● **Given text**
+===+

Nursing Work Life Research
New Zealand nurses’ views on preceptoring international nurses
New Zealand encourages internationally educated nurses to seek registration in New Zealand to reduce local nursing shortages. Internationally educated nurses must meet requirements of the Health Practitioners Competency Assurance Act 2003, and demonstrate competency to practise through a clinical competency assessment programme.
The purpose was to establish whether preceptors believe they are adequately prepared to assess nurses for whom English is a second language, and to determine the support and recognition received in the role.
Preceptor training, workload, understanding of ethical and legal accountability, and perceived organizational values, support and attitudes were evaluated via an anonymous internet survey.
Some preceptors do not meet Nursing Council of New Zealand standards and some work environments require nurses to preceptor international nurses. Many nurses believe the role is not valued despite the high workload requirements. Training increased preceptor confidence and preparedness for clinical assessment but additional education is required to understand ethical and legal accountability within the role. Many preceptors indicated they felt pressured into recording assessments they were uncomfortable with.
Enhancing preceptorship acceptance could be achieved through institutional recognition of the role's value via workload consideration, institutional recognition or financial means. Increased preceptorship training, particularly around ethical and legal issues, would encourage preceptor confidence.
Organizations must find ways of meeting these challenges while recognizing they are responsible for the work environment of both preceptors and internationally registered nurses for whom English is a second language. A register of preceptors could provide a platform for audit and quality assurance principles, ensuring adequate education and preparation of preceptors.
Implications for nursing and health policy
Effective preceptorship requires training, recognition and support. Successful integration of international nurses depends on organizational recognition and implementation of these factors.

+===+

● **Problems to work on**
- 1) Translate this sentence from the text on preceptoring international nurses into Spanish: "Effective preceptorship requires training, recognition and support."
- 2) Answer these questions using the text on preceptoring international nurses:
(a) Which act's requirements must internationally educated nurses meet?
(b) How were preceptor training and workload evaluated?
(c) What could a register of preceptors provide a platform for?

+===+

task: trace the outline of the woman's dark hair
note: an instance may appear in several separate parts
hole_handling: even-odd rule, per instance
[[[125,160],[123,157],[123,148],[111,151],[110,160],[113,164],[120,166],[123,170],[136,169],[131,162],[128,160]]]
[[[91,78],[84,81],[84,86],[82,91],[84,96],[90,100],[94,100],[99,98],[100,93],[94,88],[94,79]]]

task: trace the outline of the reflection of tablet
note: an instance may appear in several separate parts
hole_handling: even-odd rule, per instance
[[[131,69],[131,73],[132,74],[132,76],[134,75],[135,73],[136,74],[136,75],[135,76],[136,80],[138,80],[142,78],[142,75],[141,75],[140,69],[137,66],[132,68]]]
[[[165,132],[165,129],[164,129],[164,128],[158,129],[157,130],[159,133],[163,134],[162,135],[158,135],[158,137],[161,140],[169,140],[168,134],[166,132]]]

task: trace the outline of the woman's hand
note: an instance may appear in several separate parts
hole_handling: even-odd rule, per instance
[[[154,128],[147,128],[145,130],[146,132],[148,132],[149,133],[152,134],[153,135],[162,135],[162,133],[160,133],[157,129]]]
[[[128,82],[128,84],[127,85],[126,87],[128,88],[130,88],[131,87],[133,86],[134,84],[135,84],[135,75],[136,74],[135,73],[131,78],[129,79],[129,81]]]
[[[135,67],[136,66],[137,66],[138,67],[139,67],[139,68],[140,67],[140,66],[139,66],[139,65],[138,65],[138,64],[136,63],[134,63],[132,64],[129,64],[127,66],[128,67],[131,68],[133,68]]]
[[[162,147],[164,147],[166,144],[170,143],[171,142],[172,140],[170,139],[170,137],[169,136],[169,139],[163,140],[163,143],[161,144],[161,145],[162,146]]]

+===+

● **Answers for each item**
- 1) Una tutoría clínica eficaz requiere formación, reconocimiento y apoyo.

- 2)
(a) The Health Practitioners Competency Assurance Act 2003.
(b) Through an anonymous internet survey.
(c) Audit and quality assurance principles.